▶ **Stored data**
========================================

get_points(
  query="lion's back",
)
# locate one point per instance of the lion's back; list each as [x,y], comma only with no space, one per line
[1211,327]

========================================

The data above should be output exactly, with each line intact.

get_points(
  query="lion's back",
)
# locate one point per instance of the lion's back; list each as [x,y], comma only with no space, one per line
[1211,327]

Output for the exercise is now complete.